— Begin DATA TO PROCESS —

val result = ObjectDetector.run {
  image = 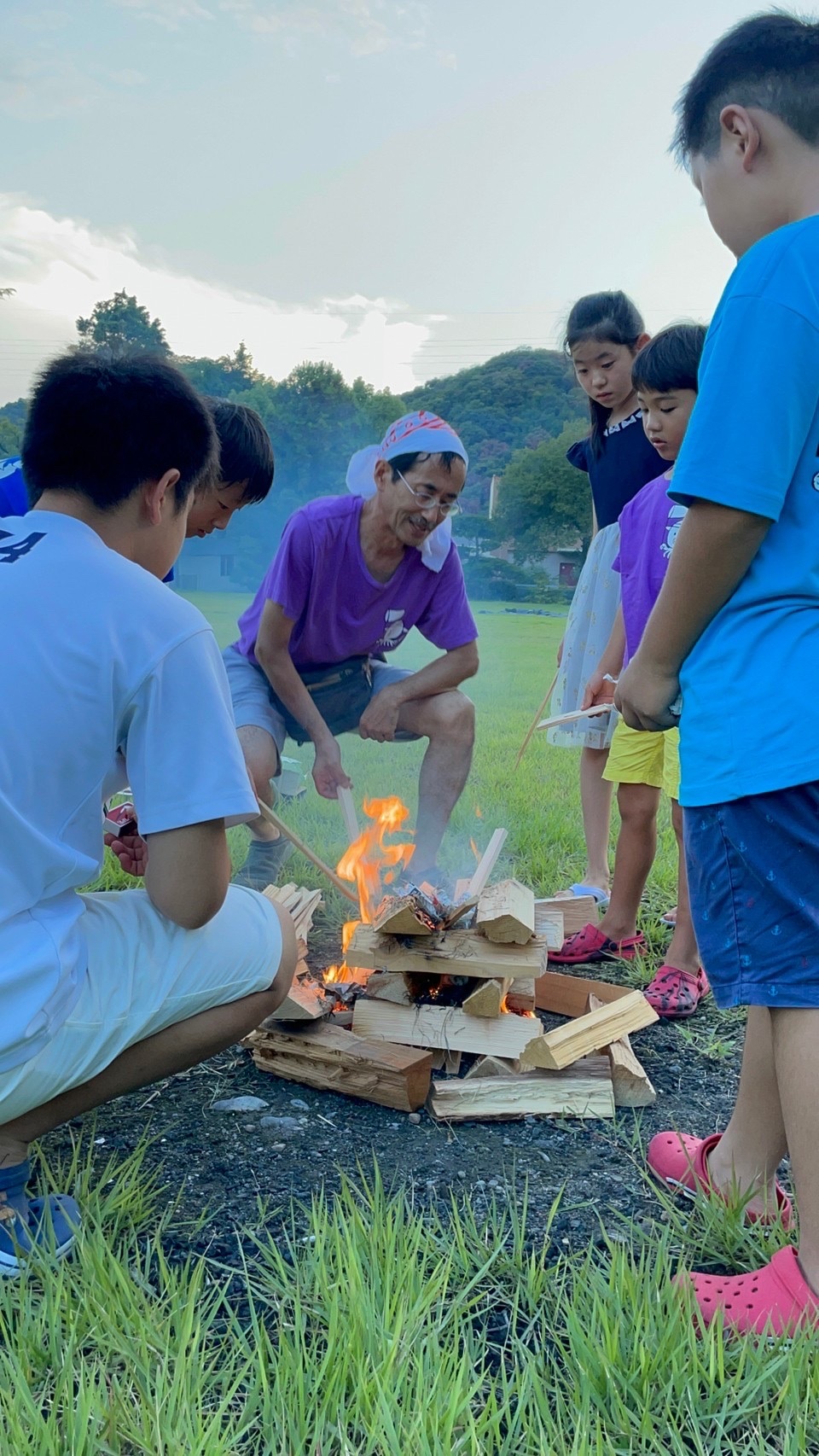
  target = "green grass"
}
[19,597,819,1456]
[0,1137,819,1456]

— End DATA TO PROCESS —

STATED PROBLEM: Copy out the lines above character for character, leaving the picture out of your copy.

OUTPUT FOR THIS TASK:
val result = ObjectDetector.run {
  image = 
  target = "green grass"
}
[19,597,819,1456]
[0,1137,819,1456]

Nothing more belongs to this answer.